— begin TEXT PASSAGE —

Consumatopia 10.27.13 at 3:52 am

If you’re for keeping more secrets from the people, you are not a democrat. Before the people can give you legitimacy, they have to know what they’re giving it to. Voters who insist on expansive, secret security states are voting for authoritarianism. It wouldn’t be the first time voters have voted against democracy.

By weakening cryptography standards, the NSA has put the security of American communications at risk and betrayed part of their mission. So even under the bizarre anti-logic in which authoritarianism can have democratic legitimacy, the NSA has lost it.

Finally, the U.S. is not the only democracy. Europeans and South Americans also have a right to know what kind of surveillance is going on in their country. From what I can see, it appears that European governments have been cooperating with the NSA in ways that the European public doesn’t find legitimate.

82

geo 10.27.13 at 5:19 am

Ned @75, 77: Yes, the NSA has “prima facie” legitimacy, but “prima facie” just means “at first sight, before closer inspection” (American Heritage Dictionary). We’re a long way past first sight now. The US government has squandered its credibility and democratic legitimacy in countless ways by now: by lying the country into war in Vietnam and Iraq; by heavy lying and censorship throughout both those wars; by enormous over-classification of documents; by selective and self-serving prosecution of whistle-blowers but not of government officials who anonymously leak classified information in support of government policies; by comprehensively denying information necessary for legally mandated oversight to Congress and the courts on “national security” grounds; and by specious rationalizations of torture, assassination, rendition, and indefinite detention without charges. Virtually no one outside the United States trusts or believes the US government, and a large proportion of the US population doesn’t either. Quite rightly, don’t you think?

— end TEXT PASSAGE —
— begin SUPPLIED INFORMATION —

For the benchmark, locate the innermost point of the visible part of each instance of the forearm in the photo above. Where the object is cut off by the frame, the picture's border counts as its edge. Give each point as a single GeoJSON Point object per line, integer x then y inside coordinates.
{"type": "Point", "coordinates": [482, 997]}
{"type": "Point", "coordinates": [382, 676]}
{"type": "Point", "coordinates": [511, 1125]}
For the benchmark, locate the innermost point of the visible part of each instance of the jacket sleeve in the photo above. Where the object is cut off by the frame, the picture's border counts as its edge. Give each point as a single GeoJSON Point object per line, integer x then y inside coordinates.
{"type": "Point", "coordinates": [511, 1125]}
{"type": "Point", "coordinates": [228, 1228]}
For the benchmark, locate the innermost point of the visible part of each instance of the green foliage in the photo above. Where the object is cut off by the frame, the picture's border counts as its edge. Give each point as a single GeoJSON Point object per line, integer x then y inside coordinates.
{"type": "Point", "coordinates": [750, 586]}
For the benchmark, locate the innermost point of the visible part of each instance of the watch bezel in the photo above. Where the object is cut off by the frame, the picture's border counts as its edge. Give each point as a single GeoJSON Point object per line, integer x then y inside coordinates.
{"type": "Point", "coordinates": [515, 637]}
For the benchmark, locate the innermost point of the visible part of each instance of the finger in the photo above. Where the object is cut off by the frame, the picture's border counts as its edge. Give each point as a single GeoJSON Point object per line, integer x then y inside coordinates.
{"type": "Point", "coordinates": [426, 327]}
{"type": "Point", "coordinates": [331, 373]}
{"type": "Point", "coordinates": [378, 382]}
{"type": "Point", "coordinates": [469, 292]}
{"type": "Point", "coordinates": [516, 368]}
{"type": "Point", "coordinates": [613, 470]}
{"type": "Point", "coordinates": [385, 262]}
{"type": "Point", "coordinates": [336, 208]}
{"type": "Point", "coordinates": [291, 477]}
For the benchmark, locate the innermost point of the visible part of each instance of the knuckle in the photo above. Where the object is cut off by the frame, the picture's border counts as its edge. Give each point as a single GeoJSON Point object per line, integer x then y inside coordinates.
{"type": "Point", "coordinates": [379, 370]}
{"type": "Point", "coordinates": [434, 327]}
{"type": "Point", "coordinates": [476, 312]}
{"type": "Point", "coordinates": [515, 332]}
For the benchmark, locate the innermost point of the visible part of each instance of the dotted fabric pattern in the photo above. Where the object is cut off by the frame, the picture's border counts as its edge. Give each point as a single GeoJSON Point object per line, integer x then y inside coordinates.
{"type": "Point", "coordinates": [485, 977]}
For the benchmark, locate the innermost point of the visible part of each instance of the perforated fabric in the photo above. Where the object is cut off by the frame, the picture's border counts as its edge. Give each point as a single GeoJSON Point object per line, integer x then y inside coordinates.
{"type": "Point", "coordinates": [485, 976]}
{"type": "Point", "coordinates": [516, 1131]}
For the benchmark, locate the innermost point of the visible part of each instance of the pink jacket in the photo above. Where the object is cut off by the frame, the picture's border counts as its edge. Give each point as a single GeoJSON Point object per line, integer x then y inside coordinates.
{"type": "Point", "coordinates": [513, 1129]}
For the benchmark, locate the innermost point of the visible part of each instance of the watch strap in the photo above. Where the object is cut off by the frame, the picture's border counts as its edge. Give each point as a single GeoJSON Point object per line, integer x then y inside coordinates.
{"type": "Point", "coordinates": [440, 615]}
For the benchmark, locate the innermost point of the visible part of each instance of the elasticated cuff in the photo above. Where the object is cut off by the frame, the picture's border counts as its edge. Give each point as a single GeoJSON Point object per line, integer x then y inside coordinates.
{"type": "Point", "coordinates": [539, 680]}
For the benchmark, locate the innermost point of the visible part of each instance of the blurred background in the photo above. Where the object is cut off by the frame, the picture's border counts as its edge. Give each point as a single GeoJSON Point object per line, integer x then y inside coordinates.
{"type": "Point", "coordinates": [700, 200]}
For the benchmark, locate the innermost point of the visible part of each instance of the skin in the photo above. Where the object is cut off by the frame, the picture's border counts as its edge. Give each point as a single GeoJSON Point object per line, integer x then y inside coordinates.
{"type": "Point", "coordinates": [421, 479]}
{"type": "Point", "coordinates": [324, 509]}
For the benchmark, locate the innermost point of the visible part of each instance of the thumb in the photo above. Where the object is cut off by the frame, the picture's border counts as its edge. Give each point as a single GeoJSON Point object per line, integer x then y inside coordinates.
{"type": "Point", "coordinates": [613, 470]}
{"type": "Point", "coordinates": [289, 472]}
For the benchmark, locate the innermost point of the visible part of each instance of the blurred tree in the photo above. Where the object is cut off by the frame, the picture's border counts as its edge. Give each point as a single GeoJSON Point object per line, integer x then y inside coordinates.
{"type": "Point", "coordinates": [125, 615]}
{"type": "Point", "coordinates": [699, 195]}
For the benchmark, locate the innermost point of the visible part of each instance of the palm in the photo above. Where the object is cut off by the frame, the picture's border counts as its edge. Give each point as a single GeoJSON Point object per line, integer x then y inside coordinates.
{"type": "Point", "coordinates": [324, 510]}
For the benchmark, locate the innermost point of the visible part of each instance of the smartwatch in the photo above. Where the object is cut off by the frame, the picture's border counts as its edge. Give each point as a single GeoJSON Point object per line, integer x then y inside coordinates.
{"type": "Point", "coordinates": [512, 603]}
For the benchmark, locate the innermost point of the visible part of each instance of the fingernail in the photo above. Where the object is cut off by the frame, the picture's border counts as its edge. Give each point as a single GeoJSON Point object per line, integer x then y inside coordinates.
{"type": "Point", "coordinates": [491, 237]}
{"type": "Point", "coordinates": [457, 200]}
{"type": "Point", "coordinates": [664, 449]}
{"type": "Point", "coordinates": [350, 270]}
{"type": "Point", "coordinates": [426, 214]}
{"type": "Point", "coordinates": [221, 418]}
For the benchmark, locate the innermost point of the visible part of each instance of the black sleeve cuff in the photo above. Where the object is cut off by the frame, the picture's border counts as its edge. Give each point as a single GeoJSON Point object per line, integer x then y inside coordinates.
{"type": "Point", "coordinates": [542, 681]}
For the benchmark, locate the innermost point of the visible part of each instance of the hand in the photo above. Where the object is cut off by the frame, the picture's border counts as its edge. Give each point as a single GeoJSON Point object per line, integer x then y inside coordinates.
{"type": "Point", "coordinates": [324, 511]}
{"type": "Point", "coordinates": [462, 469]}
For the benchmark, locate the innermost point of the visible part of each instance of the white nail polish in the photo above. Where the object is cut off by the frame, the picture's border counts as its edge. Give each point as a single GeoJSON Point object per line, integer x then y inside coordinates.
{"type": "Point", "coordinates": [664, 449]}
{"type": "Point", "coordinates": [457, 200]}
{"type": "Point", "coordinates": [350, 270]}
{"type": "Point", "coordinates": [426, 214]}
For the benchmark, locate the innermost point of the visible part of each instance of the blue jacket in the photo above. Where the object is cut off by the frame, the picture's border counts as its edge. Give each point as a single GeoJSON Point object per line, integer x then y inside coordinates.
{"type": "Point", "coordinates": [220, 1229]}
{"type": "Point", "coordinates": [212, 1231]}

— end SUPPLIED INFORMATION —

**SHORT EXERCISE**
Could you go on with the discussion of NSA surveillance from the point where it ends? These entries are drawn from a different source than the text.

**OUTPUT BELOW**
And as for the “democratically elected” part, I hope you don’t mean to suggest that the badly compromised US electoral system provides a full and fair airing of issues, thus conferring presumptive legitimacy on any policy the winning party (which has almost been elected by less than half of those eligible to vote) chooses to adopt afterward?

83

geo 10.27.13 at 5:21 am

Last sentence: “almost certainly been elected by less than half.” Sorry.

84

Mao Cheng Ji 10.27.13 at 9:16 am

As one famous linguist said: “I think it only makes sense to seek out and identify structures of authority, hierarchy, and domination in every aspect of life, and to challenge them; unless a justification for them can be given, they are illegitimate, and should be dismantled, to increase the scope of human freedom.”

I’m afraid, though, the justification in this case is probably classified…

85

novakant 10.27.13 at 10:57 am

86

Guido Nius 10.27.13 at 11:06 am

@85: first evidence Obama has been president for much longer than his official term!

More serious, I was ambivalent about Snowden at first but I stand corrected. He is trying to do the right thing in the right way. I think there can be justification for eavesdropping, the problem clearly is that the eavesdroppers believe they are beyond the need to justify themselves. Somebody needs to get fired.

87

djr 10.27.13 at 1:16 pm

par4 @ 79:

The U.K. is a republic? When did this happen? What does the “K” stand for now?

88

ZM 10.27.13 at 2:40 pm

@87 In terms of an OP on contradictions/hypocrisy in government, contemporary monarchies are interesting. I think I remember a recentish post on the Dutch (?) monarch’s speech (on dismantling aspects of the welfare state I think?) and discussion in the comments as to the subject position from which such a speech would be made.

In Australia, in republican debates, the contemporary structure of government has been referred to as a “crowned Republic”, I think in both positive and pejorative senses. I don’t know how old the term is, but Tennyson used it in his introduction addressed to Queen Victoria (I think) to Idylls of the King, I think in an almost ideal sense – “our…crowned Republic’s crowning common sense, that saved her many times…” referring to a brewing storm sensed to be coming.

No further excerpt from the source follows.